* _Extrait du texte_
________________________________________

Le 31 mai, le théologien est arrivé au Maroc, à la suite à une invitation du ministère des Habous et des Affaires islamiques. Sauf que, contrairement à ce qui était prévu, il n’a animé aucune conférence et n’a assisté à aucune rencontre planifiée. Et pour cause, le 4 juin Adnan Ibrahim a plié bagage pour rentrer chez lui, sans donner d’explications. Le 6 juin, il a diffusé un communiqué pour s’expliquer. Auprès de Telquel Arabi, le théologien clarifie ses points de vue.
Au cours de ces dix dernières années, on vous a reproché vos positions instables, voire contradictoires. Que répondez-vous à ces critiques ?
Adnan Ibrahim : La critique est une bonne chose à condition que l’on ne tombe pas dans l’insulte. Je pense qu’en tant que musulmans, nous sommes à des années-lumière de l’esprit critique. Quant à mes thèses et positions, je reste fidèle aux fondamentaux de la religion, à condition que s’opère un changement d’angle et de vision.
Croyez-vous toujours en la primauté de l’Homme sur les religions ?
Il n’y a pas d’opposition entre l’Homme et les religions. Le problème se pose dans la pratique. Les religions organisées à travers l’Histoire ont été transformées en institutions sociales avec des dogmes et une codification. De ce fait, les religions ont tourné le dos à l’homme et les intérêts de l’autorité officielle ont pris le dessus sur les intérêts des peuples. Des millions d’humains ont même été sacrifiés pour servir les intérêts de petites minorités au pouvoir.
Vos écrits témoignent de votre attachement à la liberté. Au nom de cette liberté, les non-musulmans doivent-ils vivre pleinement leur foi en terre d’Islam, y compris pour faire du prosélytisme ?
L’histoire se répète. Quand les musulmans ont été forts, culturellement et militairement, ils ont fait preuve d’ouverture et de tolérance. Quand ils régressent, l’intégrisme et l’exclusion prennent le dessus. Les textes fondateurs de l’islam permettent aux non-musulmans d’exercer librement leurs cultes et même de faire du prosélytisme. Il suffit de revenir au coran et relire, par exemple, la sourate « Al Imran » (La famille d’Imran) qui reprend les échanges entre le prophète Mohammed et une délégation de chrétiens de la ville de Najrane.

________________________________________

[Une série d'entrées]
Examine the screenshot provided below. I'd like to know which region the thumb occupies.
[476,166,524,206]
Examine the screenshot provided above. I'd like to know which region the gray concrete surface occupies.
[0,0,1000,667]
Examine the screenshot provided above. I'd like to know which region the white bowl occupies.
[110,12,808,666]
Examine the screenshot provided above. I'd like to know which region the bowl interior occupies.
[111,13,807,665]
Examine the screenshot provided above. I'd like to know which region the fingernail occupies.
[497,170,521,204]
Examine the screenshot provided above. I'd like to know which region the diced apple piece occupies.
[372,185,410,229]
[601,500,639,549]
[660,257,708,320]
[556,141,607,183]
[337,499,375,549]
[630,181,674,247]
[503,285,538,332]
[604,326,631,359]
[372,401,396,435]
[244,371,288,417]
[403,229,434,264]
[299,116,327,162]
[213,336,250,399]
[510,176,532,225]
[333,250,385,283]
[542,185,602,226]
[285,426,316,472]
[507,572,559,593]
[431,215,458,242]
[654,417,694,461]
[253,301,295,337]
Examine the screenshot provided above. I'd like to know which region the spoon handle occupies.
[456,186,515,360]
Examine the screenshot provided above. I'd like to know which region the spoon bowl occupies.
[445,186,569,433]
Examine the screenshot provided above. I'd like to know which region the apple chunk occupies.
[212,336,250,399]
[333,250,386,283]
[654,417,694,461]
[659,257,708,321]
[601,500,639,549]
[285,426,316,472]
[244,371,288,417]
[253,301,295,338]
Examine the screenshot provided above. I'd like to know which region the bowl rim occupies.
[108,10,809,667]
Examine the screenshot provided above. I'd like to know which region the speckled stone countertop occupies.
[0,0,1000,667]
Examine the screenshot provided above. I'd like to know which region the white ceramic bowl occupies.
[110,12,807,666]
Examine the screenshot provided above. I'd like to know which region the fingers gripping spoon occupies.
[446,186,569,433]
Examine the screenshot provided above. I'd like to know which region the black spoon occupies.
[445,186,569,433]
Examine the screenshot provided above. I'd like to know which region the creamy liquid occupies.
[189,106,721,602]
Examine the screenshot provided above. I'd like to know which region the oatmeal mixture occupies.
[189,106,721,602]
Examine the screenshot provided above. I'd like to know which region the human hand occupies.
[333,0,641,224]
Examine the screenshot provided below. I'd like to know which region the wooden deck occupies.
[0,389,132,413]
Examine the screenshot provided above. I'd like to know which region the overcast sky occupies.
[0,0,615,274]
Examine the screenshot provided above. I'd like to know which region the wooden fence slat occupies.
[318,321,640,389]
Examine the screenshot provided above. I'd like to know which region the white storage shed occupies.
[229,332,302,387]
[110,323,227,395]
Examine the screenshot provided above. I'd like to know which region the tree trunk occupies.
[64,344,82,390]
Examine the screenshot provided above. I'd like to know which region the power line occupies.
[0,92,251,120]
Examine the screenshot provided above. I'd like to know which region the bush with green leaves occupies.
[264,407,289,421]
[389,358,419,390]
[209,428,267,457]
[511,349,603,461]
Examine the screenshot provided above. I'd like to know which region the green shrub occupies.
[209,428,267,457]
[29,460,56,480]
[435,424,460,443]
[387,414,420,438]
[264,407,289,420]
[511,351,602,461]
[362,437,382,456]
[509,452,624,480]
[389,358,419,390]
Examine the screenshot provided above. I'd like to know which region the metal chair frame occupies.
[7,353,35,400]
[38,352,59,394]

________________________________________

* _Travail à faire_
[A] Répondez brièvement à ces questions sur l'entretien :
(i) À quelle date le théologien est-il arrivé au Maroc ?
(ii) En quoi les religions organisées ont-elles été transformées à travers l'Histoire ?
(iii) Quelle sourate le théologien propose-t-il de relire ?
[B] Combien de lignes des entrées contiennent la chaîne « below » ? Tenez compte de la casse et donnez seulement ce nombre.

* _Corrigé_
[A]
(i) Le 31 mai.
(ii) En institutions sociales avec des dogmes et une codification.
(iii) La sourate « Al Imran » (La famille d'Imran).

[B] 2